Übertrage aus der folgenden Auflistung die Zeilen zwischen der Zeile mit „In this picture, where can the stone handrail“ und der letzten Zeile, beide eingeschlossen, in eine JSON-Liste von Zeichenketten. Jede Zeile wird dabei ein eigener Eintrag, Leerzeilen entfallen.

══ Vorliegende Auflistung ══

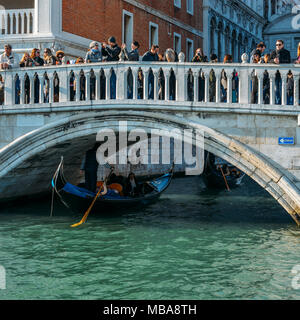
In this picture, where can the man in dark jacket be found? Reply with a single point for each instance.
(259, 48)
(132, 55)
(278, 56)
(151, 55)
(110, 52)
(90, 168)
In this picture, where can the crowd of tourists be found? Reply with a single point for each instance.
(111, 51)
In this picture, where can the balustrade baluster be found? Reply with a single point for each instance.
(6, 23)
(135, 77)
(145, 88)
(206, 87)
(196, 86)
(107, 84)
(23, 23)
(97, 85)
(229, 86)
(77, 80)
(22, 89)
(32, 88)
(218, 86)
(260, 98)
(272, 88)
(283, 90)
(155, 91)
(51, 87)
(181, 85)
(41, 93)
(88, 85)
(17, 23)
(28, 23)
(296, 89)
(167, 84)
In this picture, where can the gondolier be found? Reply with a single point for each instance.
(90, 167)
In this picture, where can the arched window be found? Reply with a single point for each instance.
(273, 6)
(212, 35)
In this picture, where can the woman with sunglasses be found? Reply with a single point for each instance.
(278, 56)
(36, 58)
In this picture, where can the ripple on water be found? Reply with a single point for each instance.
(194, 244)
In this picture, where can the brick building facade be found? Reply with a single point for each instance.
(170, 23)
(70, 25)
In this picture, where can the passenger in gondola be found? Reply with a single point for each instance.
(90, 167)
(235, 172)
(132, 187)
(224, 168)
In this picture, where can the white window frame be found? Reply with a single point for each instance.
(174, 37)
(189, 59)
(177, 3)
(152, 24)
(191, 11)
(130, 14)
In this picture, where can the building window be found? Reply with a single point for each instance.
(189, 50)
(273, 6)
(177, 3)
(153, 34)
(190, 6)
(177, 42)
(127, 29)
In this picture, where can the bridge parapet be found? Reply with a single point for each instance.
(233, 84)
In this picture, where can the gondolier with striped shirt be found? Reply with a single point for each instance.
(90, 167)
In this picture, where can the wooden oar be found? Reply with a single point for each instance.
(227, 186)
(89, 209)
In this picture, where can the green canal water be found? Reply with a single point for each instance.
(191, 244)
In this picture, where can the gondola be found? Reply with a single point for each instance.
(78, 199)
(214, 175)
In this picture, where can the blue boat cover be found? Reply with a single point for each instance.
(84, 193)
(160, 183)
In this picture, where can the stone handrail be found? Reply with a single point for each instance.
(183, 82)
(16, 22)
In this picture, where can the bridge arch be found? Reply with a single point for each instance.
(60, 133)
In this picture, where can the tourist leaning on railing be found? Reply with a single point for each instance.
(132, 55)
(278, 56)
(1, 90)
(36, 58)
(26, 61)
(290, 88)
(266, 82)
(254, 91)
(94, 54)
(60, 57)
(7, 59)
(110, 52)
(49, 58)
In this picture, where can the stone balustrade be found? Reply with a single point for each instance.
(16, 22)
(191, 82)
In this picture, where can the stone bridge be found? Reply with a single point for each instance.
(54, 111)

═══

**Richtige Antwort**.
[
  "In this picture, where can the stone handrail be found? Reply with a single point for each instance.",
  "(183, 82)",
  "(16, 22)",
  "In this picture, where can the bridge arch be found? Reply with a single point for each instance.",
  "(60, 133)",
  "In this picture, where can the tourist leaning on railing be found? Reply with a single point for each instance.",
  "(132, 55)",
  "(278, 56)",
  "(1, 90)",
  "(36, 58)",
  "(26, 61)",
  "(290, 88)",
  "(266, 82)",
  "(254, 91)",
  "(94, 54)",
  "(60, 57)",
  "(7, 59)",
  "(110, 52)",
  "(49, 58)",
  "In this picture, where can the stone balustrade be found? Reply with a single point for each instance.",
  "(16, 22)",
  "(191, 82)",
  "In this picture, where can the stone bridge be found? Reply with a single point for each instance.",
  "(54, 111)"
]